- **About this exercise**: List every line in this data where the string "metal" occurs.

(Stored data)
☆ ☆ ☆ ☆ ☆ ☆ ☆

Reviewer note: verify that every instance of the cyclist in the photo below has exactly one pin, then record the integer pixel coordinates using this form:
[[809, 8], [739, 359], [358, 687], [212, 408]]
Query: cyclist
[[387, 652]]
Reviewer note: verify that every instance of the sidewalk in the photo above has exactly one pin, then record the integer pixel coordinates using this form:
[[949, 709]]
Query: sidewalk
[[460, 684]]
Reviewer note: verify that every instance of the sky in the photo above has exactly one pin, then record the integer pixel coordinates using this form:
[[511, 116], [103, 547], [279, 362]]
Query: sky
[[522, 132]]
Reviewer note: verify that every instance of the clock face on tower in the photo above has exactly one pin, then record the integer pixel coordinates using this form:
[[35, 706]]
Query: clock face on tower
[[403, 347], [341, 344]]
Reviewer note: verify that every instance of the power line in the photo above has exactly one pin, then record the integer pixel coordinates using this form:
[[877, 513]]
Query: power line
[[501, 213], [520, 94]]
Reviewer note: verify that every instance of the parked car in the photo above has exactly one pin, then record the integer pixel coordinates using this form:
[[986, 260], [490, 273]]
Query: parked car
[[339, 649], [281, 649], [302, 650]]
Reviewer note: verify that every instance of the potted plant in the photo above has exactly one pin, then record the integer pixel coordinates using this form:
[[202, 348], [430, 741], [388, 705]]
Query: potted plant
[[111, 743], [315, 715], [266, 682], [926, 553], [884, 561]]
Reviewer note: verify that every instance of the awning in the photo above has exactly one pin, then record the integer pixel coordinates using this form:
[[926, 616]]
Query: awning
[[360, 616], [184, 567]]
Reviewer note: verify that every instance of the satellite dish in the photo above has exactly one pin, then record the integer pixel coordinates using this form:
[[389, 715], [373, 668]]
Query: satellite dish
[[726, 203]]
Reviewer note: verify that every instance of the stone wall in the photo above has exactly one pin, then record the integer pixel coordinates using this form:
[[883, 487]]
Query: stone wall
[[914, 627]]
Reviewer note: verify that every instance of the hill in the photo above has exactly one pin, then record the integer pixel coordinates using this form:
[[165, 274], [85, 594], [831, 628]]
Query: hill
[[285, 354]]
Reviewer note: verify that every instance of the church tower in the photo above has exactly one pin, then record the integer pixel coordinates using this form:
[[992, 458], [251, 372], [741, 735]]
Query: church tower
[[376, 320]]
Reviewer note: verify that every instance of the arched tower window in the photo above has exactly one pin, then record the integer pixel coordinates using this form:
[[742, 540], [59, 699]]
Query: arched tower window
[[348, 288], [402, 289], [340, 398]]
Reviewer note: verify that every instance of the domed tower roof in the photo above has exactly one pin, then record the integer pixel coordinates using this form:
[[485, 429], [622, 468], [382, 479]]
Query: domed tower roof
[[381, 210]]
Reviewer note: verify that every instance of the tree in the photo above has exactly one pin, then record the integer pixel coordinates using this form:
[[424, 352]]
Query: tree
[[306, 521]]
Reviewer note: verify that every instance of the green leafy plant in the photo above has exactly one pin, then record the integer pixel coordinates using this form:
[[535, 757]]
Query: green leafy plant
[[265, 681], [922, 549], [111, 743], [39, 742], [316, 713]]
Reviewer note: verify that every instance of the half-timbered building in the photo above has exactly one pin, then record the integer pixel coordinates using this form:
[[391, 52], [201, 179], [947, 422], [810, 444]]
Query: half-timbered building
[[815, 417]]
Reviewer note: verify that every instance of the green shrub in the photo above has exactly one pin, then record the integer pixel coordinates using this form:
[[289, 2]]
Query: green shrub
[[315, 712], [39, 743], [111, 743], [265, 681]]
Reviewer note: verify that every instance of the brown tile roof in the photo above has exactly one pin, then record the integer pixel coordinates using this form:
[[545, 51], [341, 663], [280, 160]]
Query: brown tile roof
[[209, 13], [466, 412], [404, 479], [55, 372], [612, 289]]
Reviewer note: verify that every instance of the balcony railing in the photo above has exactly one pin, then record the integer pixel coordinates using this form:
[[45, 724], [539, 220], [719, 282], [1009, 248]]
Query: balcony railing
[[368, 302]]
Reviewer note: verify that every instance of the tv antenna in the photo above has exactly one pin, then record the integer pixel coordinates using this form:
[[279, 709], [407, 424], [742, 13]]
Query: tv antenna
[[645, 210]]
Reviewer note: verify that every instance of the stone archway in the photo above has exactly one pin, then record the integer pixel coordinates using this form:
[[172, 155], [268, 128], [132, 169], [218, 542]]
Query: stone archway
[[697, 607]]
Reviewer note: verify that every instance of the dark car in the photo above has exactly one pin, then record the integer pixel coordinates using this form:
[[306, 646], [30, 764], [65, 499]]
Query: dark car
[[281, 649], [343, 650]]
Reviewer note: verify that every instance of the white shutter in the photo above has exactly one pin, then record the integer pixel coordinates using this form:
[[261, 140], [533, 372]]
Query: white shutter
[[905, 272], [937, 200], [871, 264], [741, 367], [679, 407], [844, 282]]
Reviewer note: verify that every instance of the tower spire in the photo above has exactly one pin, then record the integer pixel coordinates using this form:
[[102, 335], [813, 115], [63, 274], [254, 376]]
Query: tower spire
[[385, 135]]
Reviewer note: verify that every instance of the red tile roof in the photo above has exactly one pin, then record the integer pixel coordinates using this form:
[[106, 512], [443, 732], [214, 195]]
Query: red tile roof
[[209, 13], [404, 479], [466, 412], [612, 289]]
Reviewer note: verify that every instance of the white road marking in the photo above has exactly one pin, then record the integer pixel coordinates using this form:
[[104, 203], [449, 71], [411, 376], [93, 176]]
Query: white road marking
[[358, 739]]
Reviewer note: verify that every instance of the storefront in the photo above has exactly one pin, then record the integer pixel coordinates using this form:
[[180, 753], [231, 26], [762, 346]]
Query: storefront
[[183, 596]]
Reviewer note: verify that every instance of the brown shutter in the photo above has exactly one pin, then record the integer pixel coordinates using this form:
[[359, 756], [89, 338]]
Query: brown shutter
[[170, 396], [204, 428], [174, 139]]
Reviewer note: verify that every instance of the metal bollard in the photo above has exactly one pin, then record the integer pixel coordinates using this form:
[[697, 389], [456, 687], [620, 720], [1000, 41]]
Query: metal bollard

☆ ☆ ☆ ☆ ☆ ☆ ☆

- **Solution to the exercise**:
Reviewer note: verify that every instance of the metal bollard in the photo above has exactly one pin, then record the integer pixel coordinates using this form:
Query: metal bollard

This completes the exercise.